Information given Start Marker

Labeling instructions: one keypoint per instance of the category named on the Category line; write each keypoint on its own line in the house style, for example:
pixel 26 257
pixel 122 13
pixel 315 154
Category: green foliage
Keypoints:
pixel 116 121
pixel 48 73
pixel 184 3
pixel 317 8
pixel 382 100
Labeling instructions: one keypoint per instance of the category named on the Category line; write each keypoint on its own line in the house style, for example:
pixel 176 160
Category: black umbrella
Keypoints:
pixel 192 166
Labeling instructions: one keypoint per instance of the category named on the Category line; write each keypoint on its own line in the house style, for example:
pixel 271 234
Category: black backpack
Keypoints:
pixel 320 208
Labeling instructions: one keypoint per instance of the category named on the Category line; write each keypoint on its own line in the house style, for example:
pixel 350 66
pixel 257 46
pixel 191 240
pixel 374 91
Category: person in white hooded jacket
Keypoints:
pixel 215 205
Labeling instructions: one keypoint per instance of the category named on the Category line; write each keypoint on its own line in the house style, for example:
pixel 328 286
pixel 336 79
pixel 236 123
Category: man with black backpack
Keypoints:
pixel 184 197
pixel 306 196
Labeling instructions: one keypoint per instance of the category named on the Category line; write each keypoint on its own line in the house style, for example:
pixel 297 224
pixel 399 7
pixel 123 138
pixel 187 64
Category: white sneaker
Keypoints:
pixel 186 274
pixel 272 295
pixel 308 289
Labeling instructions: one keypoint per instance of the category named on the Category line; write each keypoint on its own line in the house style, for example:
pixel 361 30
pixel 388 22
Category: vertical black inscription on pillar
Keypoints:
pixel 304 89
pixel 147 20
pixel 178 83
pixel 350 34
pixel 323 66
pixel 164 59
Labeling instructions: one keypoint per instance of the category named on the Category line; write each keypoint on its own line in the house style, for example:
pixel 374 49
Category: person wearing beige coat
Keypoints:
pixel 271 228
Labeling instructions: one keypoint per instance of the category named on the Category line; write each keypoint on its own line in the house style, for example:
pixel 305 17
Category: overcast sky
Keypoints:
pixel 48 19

Information given End Marker

◆ Exercise prompt: Quote verbatim the line containing "pixel 123 138" and every line after it through the end of the records above.

◆ Task output:
pixel 123 138
pixel 187 64
Category: white sneaker
Keypoints:
pixel 186 274
pixel 272 295
pixel 308 289
Labeling instructions: one keypoint per instance of the category named on the Category line; write each keypoint on its own line in the house style, for example:
pixel 361 30
pixel 388 22
Category: vertical black inscription on pillar
Keypoints:
pixel 304 89
pixel 147 20
pixel 178 83
pixel 350 34
pixel 323 66
pixel 164 59
Labeling instructions: one keypoint per instance of the category named on the Category line; write each keypoint on its own line in the house style, for example:
pixel 374 49
Category: person wearing beige coat
Keypoints:
pixel 271 228
Labeling instructions: one keypoint per instance of the category named on the Category line; write each keypoint on its own line in the house style, for example:
pixel 305 17
Category: overcast sky
Keypoints:
pixel 48 19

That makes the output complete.